Goal: Reproduce the whole listing below, requests included, and shift every pixel coordinate in the answers by adding -49 to it. Leave the pictures out.

Extracted information:
╭──

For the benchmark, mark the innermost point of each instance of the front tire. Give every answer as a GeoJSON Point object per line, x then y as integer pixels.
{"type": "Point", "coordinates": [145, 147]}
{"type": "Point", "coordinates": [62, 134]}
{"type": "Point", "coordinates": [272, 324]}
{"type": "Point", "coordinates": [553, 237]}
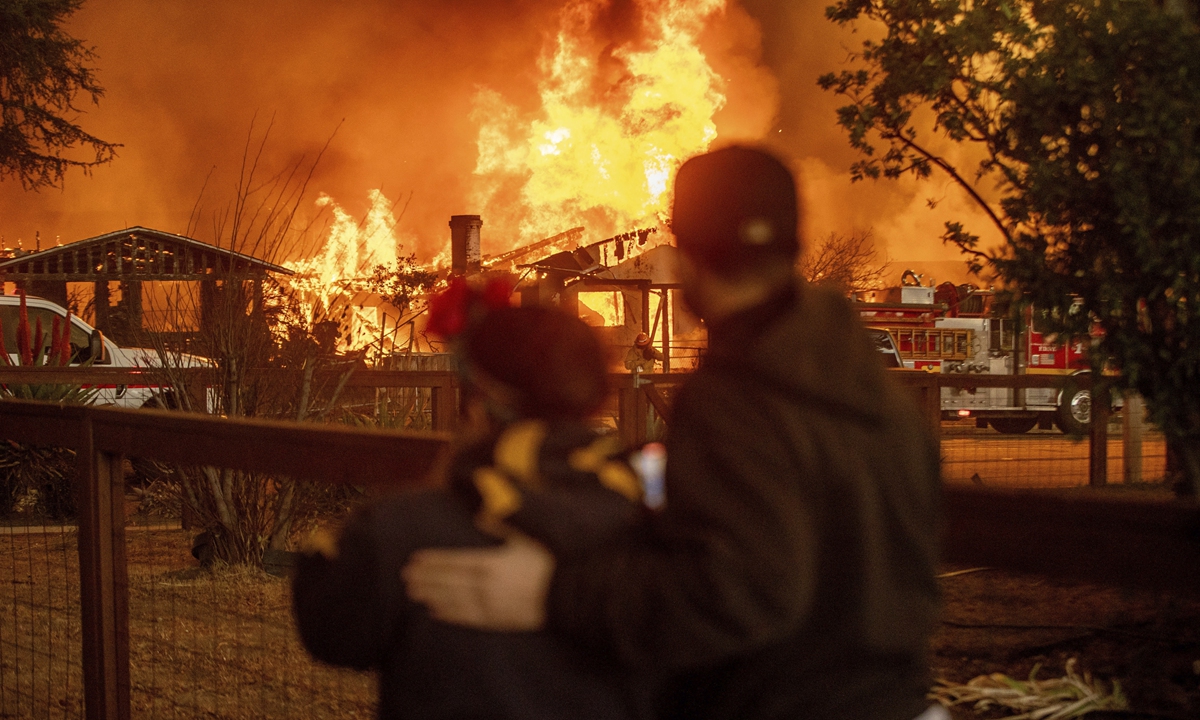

╰──

Answer to the task:
For the benchmark, mark the innermost point of each instance of the front tire. Give every answer as a GeoJSON Point object per line, x then y as integer pixels.
{"type": "Point", "coordinates": [96, 98]}
{"type": "Point", "coordinates": [13, 85]}
{"type": "Point", "coordinates": [223, 275]}
{"type": "Point", "coordinates": [504, 188]}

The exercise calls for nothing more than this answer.